**Conjunto de tarefas:**
1: Por favor, reproduza a notícia sobre o foro privilegiado em tudo o que vai de "O foro privilegiado, ou" até "do foro privilegiado.", renomeando "foro privilegiado" para "foro especial".
2: Passe para o inglês esta frase da notícia sobre o foro privilegiado: "O presidente da Câmara, Rodrigo Maia (DEM-RJ), já disse que, antes de pautar qualquer iniciativa legislativa sobre o assunto, vai aguardar uma posição do Supremo."
3: Dê sequência à notícia sobre o foro privilegiado, começando depois da última frase apresentada.

--- Texto exibido ---

AÇÃO ENTRE OS PODERES DA REPÚBLICA BRASILEIRA.
Debate sobre foro privilegiado deve ganhar força
após o carnaval; veja propostas.
Críticos dizem que acúmulo de
ações contra políticos no Supremo Tribunal Federal traz morosidade e risco de
prescrição; para ministros, mudança mais radical deve ser feita pelo Congresso.
A discussão sobre o fim, ou a
limitação, do chamado foro privilegiado de autoridades e políticos deve ganhar
força na retomada das atividades do Congresso e do Judiciário após o carnaval.
O presidente da Câmara, Rodrigo
Maia (DEM-RJ), já disse que, antes de pautar qualquer iniciativa legislativa
sobre o assunto, vai aguardar uma posição do Supremo.
Mas, no Congresso, o tema sofre
resistência, em razão da possibilidade de muitos parlamentares virem a ser denunciados
pela Procuradoria Geral da República, depois do carnaval com base nas delações
de executivos e ex-executivos da empreiteira Odebrecht motivadas pela Operação
Lava Jato.
O foro privilegiado, ou foro por
prerrogativa de função – permite que deputados, senadores, ministros de Estado
e outras autoridades só possam ser investigados com autorização do Supremo
Tribunal Federal (STF), única instância na qual são julgados por crimes comuns.
Embora os casos mais lembrados se
relacionem a investigações das quais são alvos ministros e parlamentares no
STF, o foro privilegiado abrange, conforme levantamento recente da Associação
dos Juízes Federais do Brasil (Ajufe), mais de 45 mil ocupantes de cargos
públicos, prefeitos, secretários de governo, juízes, promotores e outras
autoridades cujas ações tramitam em instâncias superiores ao primeiro grau da
Justiça.
Ministro Luís Roberto Barroso
defende o fim do foro privilegiado.
Balanço recente do ministro Luís
Roberto Barroso, que defende o fim do foro privilegiado mostra que, só no STF, tramitam atualmente cerca de 500 processos que envolvem
deputados federais e senadores, dos quais 357 investigações e 103 ações penais.

--- Informações exibidas ---

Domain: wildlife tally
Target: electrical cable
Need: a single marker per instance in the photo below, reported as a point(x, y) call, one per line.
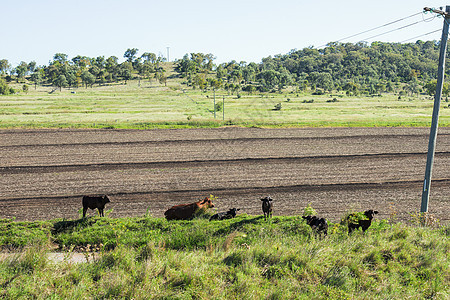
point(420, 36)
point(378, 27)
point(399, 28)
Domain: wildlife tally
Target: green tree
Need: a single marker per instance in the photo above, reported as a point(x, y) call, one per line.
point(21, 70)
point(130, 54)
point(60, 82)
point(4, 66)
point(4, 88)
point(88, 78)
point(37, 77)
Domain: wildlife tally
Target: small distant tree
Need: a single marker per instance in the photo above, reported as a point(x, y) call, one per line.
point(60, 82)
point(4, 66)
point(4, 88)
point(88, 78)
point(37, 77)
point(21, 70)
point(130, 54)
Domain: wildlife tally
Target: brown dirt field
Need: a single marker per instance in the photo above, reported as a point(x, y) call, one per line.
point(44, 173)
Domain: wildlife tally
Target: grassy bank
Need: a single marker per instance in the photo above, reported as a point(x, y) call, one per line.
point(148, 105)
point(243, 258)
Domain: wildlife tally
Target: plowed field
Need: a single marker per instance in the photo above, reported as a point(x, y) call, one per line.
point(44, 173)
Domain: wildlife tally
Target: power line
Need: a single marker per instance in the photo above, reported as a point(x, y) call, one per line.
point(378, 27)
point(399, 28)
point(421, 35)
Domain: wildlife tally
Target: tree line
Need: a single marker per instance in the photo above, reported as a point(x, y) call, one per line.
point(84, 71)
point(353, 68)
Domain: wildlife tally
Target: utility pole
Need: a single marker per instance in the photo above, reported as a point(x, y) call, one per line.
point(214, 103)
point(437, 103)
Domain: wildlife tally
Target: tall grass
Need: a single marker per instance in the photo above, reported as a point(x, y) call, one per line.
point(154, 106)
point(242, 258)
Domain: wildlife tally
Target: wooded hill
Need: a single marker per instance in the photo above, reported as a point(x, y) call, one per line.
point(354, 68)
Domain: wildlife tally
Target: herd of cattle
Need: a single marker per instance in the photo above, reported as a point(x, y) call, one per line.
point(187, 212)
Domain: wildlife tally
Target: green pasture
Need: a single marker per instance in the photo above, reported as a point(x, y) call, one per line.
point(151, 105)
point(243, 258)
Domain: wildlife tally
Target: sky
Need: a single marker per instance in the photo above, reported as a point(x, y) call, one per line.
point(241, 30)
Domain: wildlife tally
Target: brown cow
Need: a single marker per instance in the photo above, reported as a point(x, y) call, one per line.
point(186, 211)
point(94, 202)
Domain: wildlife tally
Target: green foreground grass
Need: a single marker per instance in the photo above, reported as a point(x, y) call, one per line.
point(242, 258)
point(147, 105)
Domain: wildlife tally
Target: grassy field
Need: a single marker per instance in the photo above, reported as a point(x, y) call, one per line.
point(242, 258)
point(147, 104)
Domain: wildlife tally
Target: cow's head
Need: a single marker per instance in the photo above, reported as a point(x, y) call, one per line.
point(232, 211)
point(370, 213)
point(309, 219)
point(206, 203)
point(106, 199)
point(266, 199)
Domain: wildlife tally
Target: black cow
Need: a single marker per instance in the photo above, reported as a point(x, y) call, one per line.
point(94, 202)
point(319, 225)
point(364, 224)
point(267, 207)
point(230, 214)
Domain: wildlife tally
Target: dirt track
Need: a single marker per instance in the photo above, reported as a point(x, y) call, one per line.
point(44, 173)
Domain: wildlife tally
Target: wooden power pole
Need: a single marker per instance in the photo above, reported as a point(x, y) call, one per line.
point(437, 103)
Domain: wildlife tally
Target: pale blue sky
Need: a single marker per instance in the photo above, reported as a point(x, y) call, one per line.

---

**As respostas:**
1:
O foro especial, ou foro por
prerrogativa de função – permite que deputados, senadores, ministros de Estado
e outras autoridades só possam ser investigados com autorização do Supremo
Tribunal Federal (STF), única instância na qual são julgados por crimes comuns.
Embora os casos mais lembrados se
relacionem a investigações das quais são alvos ministros e parlamentares no
STF, o foro especial abrange, conforme levantamento recente da Associação
dos Juízes Federais do Brasil (Ajufe), mais de 45 mil ocupantes de cargos
públicos, prefeitos, secretários de governo, juízes, promotores e outras
autoridades cujas ações tramitam em instâncias superiores ao primeiro grau da
Justiça.
Ministro Luís Roberto Barroso
defende o fim do foro especial.

2: The president of the Chamber, Rodrigo Maia (DEM-RJ), has already said that, before scheduling any legislative initiative on the matter, he will wait for a position from the Supreme Court.

3:
O número deve crescer
substancialmente quando a Procuradoria Geral da República (PGR) pedir novos
inquéritos com base na delação premiada de 77 executivos da Odebrecht na
Operação Lava Jato, na colaboração, estima-se que tenham sido citados 200
políticos.
Criada no regime militar e
ampliada pela Constituição de 1988, a prerrogativa de foro teve como premissa
evitar a pressão de políticos sobre juízes locais contra adversários.
Quase 30 anos depois, o instituto
é criticado por prolongar processos as quais respondem deputados e senadores,
levando muitos casos à prescrição (situações em que a demora para o julgamento
obriga o Judiciário a arquivar a ação).
Segundo Barroso, desde 2001,
quando o STF passou a julgar parlamentares sem necessidade de autorização do
Congresso, mais de 60 prescrições ocorreram.
Enquanto um tribunal de primeira
instância recebe uma denúncia com cerca de uma semana, na Corte o mesmo
procedimento (que leva um acusado a se tornar réu) demora, em média 565 dias.
Como as decisões do STF não podem
ser objeto de recursos a uma instância superior, já que é a mais alta Corte do
país.
As regras internas impõem uma
análise mais rigorosa e prolongada para cada fase da tramitação de um processo.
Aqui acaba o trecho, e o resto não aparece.